Using the information.
#1 Which grant supports the work, according to the virus mutational stability pipeline page?
#2 Translate this sentence from the virus mutational stability pipeline page into Spanish: "Bowtie 2 is an ultrafast and memory-efficient tool for aligning sequencing reads to long reference sequences."
#3 Copy the part of the virus mutational stability pipeline page between "cutadapt: - Cutadapt" and "long reference sequences.", inclusive.

Extract to read.

Virus Mutational Stability Pipeline

Bioinformatic pipeline diagram

Download:

Open Linux Terminal, then download the last pipeline archive, e.g. virmut.2.1.tar.gz, and unpack

wget http://virmut.eimb.ru/virmut.2.1.tar.gz

tar -xvzf virmut.2.1.tar.gz

cd virmut.2.1/install

Ubuntu 16.04 LTS 64bit. Works under all Ubuntu 16.04 derivatives: Kubuntu 16.04, Lubuntu 16.04, Xubuntu 16.04, Linux Mint 18.2. It should work at Debian 9.2 and Astra Linux
CentOS 7.3 64bit
OpenSUSE Leap 42.3 64bit. It should work at OpenSUSE 42.xx and 15
Fedora 26 Server 64bit. It should work at Fedora 19-25 and RedHat 7 64bit

The full description of the statistical criteria, their implementations and pipeline itself can be found in the following article.

This work is supported by RSCF grant no 15-14-00005

Software required for pipeline

cutadapt: - Cutadapt finds and removes adapter sequences, primers, poly-A tails and other types of unwanted sequence from your high-throughput sequencing reads.
Bowtie 2: - Bowtie 2 is an ultrafast and memory-efficient tool for aligning sequencing reads to long reference sequences.
SAMtools: - Samtools is a suite of programs for interacting with high-throughput sequencing data.
Seqtk Toolkit: - Seqtk is a fast and lightweight tool for processing sequences in the FASTA or FASTQ format
FASTA local sequence alignment program: - The FASTA programs find regions of local or global similarity between DNA sequences. It provides information on the statistical significance of an alignment. FASTA can be used to infer functional and evolutionary relationships between sequences.

Supplied entries.
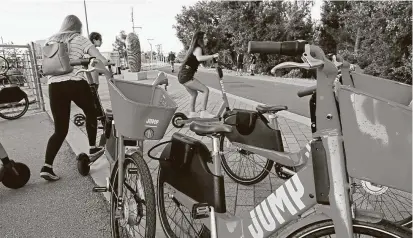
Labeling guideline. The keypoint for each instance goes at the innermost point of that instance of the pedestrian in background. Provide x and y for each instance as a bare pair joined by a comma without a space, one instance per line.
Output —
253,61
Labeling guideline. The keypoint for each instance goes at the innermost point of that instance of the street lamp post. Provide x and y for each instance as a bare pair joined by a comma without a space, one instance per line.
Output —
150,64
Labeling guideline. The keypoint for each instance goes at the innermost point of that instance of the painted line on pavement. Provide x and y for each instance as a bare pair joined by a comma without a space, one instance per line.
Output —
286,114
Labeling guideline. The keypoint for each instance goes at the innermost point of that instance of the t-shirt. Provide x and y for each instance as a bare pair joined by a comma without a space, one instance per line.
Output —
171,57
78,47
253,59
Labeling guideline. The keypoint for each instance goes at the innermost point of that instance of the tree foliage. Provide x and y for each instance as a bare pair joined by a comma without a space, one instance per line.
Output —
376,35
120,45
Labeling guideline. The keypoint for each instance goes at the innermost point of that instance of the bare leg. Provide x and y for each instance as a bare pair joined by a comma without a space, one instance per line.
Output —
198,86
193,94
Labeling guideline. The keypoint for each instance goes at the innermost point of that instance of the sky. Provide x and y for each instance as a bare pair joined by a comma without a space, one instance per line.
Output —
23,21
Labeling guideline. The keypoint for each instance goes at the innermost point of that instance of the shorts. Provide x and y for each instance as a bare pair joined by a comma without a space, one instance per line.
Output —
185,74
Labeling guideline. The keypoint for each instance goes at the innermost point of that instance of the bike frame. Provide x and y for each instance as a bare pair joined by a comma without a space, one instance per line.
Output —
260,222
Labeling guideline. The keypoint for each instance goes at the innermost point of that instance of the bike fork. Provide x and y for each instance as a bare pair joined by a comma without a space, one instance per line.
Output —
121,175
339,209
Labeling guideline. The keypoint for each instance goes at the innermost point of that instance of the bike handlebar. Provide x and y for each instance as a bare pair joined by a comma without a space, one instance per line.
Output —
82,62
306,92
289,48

* * *

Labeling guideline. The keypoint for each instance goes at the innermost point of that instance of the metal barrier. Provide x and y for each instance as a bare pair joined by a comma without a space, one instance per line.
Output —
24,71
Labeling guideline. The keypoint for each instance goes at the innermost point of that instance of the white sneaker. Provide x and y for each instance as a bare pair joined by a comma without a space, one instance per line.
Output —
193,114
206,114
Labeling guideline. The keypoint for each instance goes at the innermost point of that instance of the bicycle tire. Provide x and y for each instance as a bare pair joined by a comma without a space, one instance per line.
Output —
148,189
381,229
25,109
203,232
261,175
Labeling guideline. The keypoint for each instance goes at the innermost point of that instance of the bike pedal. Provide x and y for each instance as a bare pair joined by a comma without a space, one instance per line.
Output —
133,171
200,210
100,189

Solved tasks.
#1 RSCF grant no 15-14-00005

#2 Bowtie 2 es una herramienta ultrarrápida y eficiente en el uso de memoria para alinear lecturas de secuenciación con secuencias de referencia largas.

#3
cutadapt: - Cutadapt finds and removes adapter sequences, primers, poly-A tails and other types of unwanted sequence from your high-throughput sequencing reads.
Bowtie 2: - Bowtie 2 is an ultrafast and memory-efficient tool for aligning sequencing reads to long reference sequences.